# [WORK TO COMPLETE]
Repeat every entry in full. Match each line exactly.

# [SUPPLIED MATERIAL]
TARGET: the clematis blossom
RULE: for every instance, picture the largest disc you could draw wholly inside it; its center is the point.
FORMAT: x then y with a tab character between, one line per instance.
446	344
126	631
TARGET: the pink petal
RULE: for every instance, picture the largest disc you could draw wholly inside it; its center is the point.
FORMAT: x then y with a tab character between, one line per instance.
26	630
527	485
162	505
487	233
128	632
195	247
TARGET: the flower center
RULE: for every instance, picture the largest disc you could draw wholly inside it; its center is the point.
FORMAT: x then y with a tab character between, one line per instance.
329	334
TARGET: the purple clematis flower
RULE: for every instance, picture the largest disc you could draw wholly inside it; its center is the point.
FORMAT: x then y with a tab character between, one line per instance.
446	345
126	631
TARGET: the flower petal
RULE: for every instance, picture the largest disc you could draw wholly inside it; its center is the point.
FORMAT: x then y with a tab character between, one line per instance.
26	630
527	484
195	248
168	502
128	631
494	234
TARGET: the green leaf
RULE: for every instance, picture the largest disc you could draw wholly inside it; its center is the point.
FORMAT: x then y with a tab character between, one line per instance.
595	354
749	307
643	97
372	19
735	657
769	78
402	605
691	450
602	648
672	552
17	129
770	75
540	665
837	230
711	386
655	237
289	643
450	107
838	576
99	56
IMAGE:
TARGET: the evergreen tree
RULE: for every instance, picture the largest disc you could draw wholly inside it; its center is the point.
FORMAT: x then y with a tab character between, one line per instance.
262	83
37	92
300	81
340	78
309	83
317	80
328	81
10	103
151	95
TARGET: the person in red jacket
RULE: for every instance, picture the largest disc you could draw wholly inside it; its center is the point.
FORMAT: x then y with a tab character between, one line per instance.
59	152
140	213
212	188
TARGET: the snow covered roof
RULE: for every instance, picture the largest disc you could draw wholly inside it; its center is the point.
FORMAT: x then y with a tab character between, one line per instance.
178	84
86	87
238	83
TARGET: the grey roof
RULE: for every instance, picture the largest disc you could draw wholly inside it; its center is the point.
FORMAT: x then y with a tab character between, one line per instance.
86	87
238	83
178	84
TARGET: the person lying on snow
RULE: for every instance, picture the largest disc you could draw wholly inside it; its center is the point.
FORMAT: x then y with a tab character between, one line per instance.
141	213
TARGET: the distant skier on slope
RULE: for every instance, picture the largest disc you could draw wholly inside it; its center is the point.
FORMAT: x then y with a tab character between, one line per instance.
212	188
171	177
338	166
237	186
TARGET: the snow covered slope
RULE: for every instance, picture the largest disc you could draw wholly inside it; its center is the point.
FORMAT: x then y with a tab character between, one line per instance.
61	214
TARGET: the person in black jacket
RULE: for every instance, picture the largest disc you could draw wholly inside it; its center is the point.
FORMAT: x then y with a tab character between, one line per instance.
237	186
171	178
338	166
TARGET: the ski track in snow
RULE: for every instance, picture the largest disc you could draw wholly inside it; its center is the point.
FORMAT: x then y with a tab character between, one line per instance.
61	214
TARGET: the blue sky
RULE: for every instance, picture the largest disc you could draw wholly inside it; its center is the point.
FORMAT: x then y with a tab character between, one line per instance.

# [TASK RESULT]
TARGET: the clematis blossom
RULE: for every instance, picture the largest disc you could draw wholly inside it; its center is the point.
FORMAT: x then y with a tab character between, one line per instance.
446	344
126	631
TARGET: the pink petal
RULE: for every instance, picture the largest disc you could draw wholly inside it; its center is the point.
FORMAT: x then y with a tab character between, one line per instance.
26	630
527	485
162	505
487	233
128	632
195	247
TARGET: the flower center
RULE: for every instance, picture the largest disc you could draw wholly inside it; its center is the point.
FORMAT: x then y with a tab character between, one line per instance.
329	334
TARGET: the purple clematis flower
RULE: for every instance, picture the largest disc you could draw wholly inside it; its center is the point.
FORMAT: x then y with a tab character between, one line per instance.
446	345
126	631
TARGET: the flower petal
RULE: for every instance, picture the largest disc you could draw wholly inside it; its center is the point.
FORMAT: x then y with a tab character between, one line per instance.
26	630
527	484
195	248
168	502
128	631
494	234
TARGET: the green leaf
RULE: for every instance, picture the largest disc you could draw wholly inside it; its center is the point.
FORMAT: x then y with a tab character between, one line per instance.
595	354
749	307
643	97
372	19
735	657
769	78
402	605
691	450
602	648
672	552
17	129
770	75
540	665
837	230
711	386
655	237
289	643
450	107
838	576
99	56
IMAGE:
TARGET: the evergreen tree
RULE: for every instance, picture the largest disc you could draw wholly inside it; its center is the point.
FORMAT: x then y with a tab character between, one line per instance.
262	83
37	92
300	81
340	78
309	83
317	80
328	81
10	103
151	95
TARGET: the person in red jacket
RULE: for every instance, picture the largest disc you could draw wholly inside it; its center is the point.
FORMAT: x then y with a tab character between, one line per instance.
59	152
140	213
212	188
TARGET: the snow covered roof
RULE: for every instance, picture the largest disc you could draw wholly inside it; its center is the point.
FORMAT: x then y with a tab character between, one line per instance.
178	84
86	87
238	83
TARGET: the grey roof
RULE: for every instance, picture the largest disc you could draw wholly inside it; its center is the point.
FORMAT: x then y with a tab character between, one line per instance.
86	87
238	83
178	84
TARGET: the person lying on snow
RULE: for every instance, picture the largest disc you could draw wholly inside it; its center is the point.
FORMAT: x then y with a tab character between, one line per instance.
141	213
TARGET: the distant skier on slope
RULE: for every instance, picture the largest disc you could draw wholly inside it; its center is the point.
FORMAT: x then y with a tab character between, one line per instance.
212	188
171	177
338	166
237	186
TARGET: the snow covered slope
RULE: for every instance, picture the largest disc you could draw wholly inside it; its center is the point.
FORMAT: x then y with a tab character between, one line per instance.
61	214
TARGET: the person in black jacket
RULE: for every instance, picture the largest disc you could draw wholly inside it; its center is the point.
FORMAT: x then y with a tab character between, one line per instance.
237	186
171	178
338	166
TARGET: the ski track in snow
RULE: for every instance, picture the largest disc you could draw wholly inside it; its center is the point.
FORMAT: x then y with a tab character between, one line per instance.
61	214
TARGET: the blue sky
RULE: for every instance, picture the largest disc you could draw wholly inside it; its center is the point.
FORMAT: x then y with a tab character between, one line per instance.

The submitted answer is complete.